**Problem requirements**
Each line of the material below should be reproduced exactly.

[Dataset records]
+--

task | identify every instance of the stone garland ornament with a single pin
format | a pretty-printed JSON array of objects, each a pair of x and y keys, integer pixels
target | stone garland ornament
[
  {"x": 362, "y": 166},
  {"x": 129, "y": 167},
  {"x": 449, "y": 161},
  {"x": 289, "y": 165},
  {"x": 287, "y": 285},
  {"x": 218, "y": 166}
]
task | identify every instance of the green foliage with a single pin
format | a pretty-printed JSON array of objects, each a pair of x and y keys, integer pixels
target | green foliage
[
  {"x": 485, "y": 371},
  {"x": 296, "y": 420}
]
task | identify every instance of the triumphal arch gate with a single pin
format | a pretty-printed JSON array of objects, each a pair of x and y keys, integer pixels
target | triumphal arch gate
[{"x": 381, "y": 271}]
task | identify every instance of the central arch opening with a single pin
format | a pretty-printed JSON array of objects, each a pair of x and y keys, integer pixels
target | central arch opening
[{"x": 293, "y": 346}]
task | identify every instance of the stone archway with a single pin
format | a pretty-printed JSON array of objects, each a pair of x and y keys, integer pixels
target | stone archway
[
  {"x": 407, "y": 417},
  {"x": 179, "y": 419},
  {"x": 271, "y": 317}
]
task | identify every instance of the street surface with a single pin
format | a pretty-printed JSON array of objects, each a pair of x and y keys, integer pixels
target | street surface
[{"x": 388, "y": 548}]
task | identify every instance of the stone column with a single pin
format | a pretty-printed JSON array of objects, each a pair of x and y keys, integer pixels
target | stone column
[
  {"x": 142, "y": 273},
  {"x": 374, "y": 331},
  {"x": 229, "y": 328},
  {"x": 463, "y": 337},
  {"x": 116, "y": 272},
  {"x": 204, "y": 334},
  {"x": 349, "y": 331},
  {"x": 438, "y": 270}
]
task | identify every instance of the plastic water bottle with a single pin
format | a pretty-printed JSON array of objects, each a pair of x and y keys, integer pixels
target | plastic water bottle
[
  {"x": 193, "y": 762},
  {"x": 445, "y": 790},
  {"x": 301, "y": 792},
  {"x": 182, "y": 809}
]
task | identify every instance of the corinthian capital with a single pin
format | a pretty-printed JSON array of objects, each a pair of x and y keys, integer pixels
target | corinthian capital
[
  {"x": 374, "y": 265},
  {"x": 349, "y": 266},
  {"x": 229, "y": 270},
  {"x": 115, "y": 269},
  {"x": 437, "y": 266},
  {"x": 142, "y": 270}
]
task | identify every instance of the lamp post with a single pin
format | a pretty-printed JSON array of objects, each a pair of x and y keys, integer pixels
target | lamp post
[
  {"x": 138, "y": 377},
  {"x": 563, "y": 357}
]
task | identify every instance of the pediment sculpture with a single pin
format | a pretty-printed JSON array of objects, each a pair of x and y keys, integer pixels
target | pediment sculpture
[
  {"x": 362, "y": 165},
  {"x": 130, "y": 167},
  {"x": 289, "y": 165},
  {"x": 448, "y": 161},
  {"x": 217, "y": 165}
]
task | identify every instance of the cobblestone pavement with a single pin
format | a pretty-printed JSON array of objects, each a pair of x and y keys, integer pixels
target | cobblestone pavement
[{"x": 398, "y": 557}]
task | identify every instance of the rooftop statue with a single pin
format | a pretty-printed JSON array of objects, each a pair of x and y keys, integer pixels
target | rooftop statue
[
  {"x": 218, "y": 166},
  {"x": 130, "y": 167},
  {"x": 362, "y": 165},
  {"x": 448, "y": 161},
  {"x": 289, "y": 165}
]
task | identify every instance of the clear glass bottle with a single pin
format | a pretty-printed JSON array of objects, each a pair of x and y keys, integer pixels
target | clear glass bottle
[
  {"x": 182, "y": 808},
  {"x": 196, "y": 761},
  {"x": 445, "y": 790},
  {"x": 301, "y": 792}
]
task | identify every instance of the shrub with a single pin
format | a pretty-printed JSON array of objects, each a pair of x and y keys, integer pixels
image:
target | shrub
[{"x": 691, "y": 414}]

+--

**Expected answer**
task | identify every instance of the stone garland ornament with a single pin
format | a pretty-printed JSON array of objects, each a pair of x and y keys, integer pixels
target | stone garland ornament
[
  {"x": 362, "y": 166},
  {"x": 129, "y": 167},
  {"x": 449, "y": 161},
  {"x": 289, "y": 165},
  {"x": 287, "y": 285},
  {"x": 218, "y": 166}
]
task | identify every instance of the green foliage with a single pin
format | a pretty-printed JSON array of objects, each a pair of x and y keys, integer pixels
target | green foliage
[
  {"x": 485, "y": 371},
  {"x": 296, "y": 420}
]
task | identify every instance of the triumphal arch gate with a single pin
format | a pretty-printed JSON array of objects, each a pair of x and y keys, integer pixels
target | triumphal arch gate
[{"x": 381, "y": 271}]
task | identify every instance of the central arch opening with a single pin
format | a pretty-printed JSON array of objects, each a pair of x and y keys, integer pixels
target | central arch opening
[{"x": 293, "y": 346}]
task | identify every instance of the stone archway with a single pin
format | a pretty-printed JSON array of objects, each a pair of x and y keys, integer pixels
target | stone archway
[
  {"x": 407, "y": 417},
  {"x": 179, "y": 419},
  {"x": 271, "y": 317}
]
task | identify every instance of the street surface with a single pin
format | a pretty-printed JSON array of objects, each a pair of x and y keys, integer pixels
target | street surface
[{"x": 388, "y": 548}]
task | identify every instance of the stone column with a single pin
format | a pretty-printed JSON array of objects, each a pair of x and y keys, integer pixels
target | stone column
[
  {"x": 142, "y": 273},
  {"x": 374, "y": 331},
  {"x": 229, "y": 328},
  {"x": 463, "y": 337},
  {"x": 116, "y": 272},
  {"x": 204, "y": 334},
  {"x": 349, "y": 331},
  {"x": 438, "y": 270}
]
task | identify every instance of the plastic water bottle with a single pin
format | a pretty-printed JSON array of objects, each a pair of x and y keys, integer pixels
target | plastic water bottle
[
  {"x": 193, "y": 762},
  {"x": 445, "y": 790},
  {"x": 301, "y": 792},
  {"x": 182, "y": 809}
]
task | identify every instance of the corinthian capital with a single pin
format | a pretty-printed JSON array of objects, each a pair of x and y keys, integer pixels
target | corinthian capital
[
  {"x": 374, "y": 265},
  {"x": 349, "y": 266},
  {"x": 229, "y": 270},
  {"x": 115, "y": 269},
  {"x": 437, "y": 266},
  {"x": 142, "y": 270}
]
task | identify every instance of the lamp post with a single pin
format | a pretty-printed JSON array of objects, each a pair of x and y keys, integer pixels
target | lamp post
[
  {"x": 138, "y": 377},
  {"x": 563, "y": 357}
]
task | identify every instance of the pediment sculpture with a single pin
format | a pretty-printed JSON array of objects, each a pair of x and y keys, integer pixels
target | pediment sculpture
[
  {"x": 362, "y": 165},
  {"x": 130, "y": 167},
  {"x": 289, "y": 165},
  {"x": 448, "y": 161},
  {"x": 217, "y": 165}
]
task | identify every instance of the cobblestone pavement with a single pin
format | a pretty-printed JSON array of objects, each a pair of x and y keys, integer pixels
target | cobblestone pavement
[{"x": 398, "y": 557}]
task | identify every instance of the rooftop statue with a single pin
format | a pretty-printed JSON array of objects, each a pair of x and y keys, integer pixels
target | rooftop statue
[
  {"x": 218, "y": 166},
  {"x": 130, "y": 167},
  {"x": 362, "y": 165},
  {"x": 448, "y": 161},
  {"x": 289, "y": 165}
]
task | identify every instance of the clear glass bottle with a single pin
format | a pretty-printed JSON array of objects, each a pair of x and y keys, integer pixels
target | clear glass bottle
[
  {"x": 182, "y": 808},
  {"x": 196, "y": 761},
  {"x": 445, "y": 790},
  {"x": 301, "y": 792}
]
task | identify every instance of the shrub with a single pin
format | a pretty-printed JSON array of objects, each a pair of x and y keys, integer pixels
image:
target | shrub
[{"x": 691, "y": 414}]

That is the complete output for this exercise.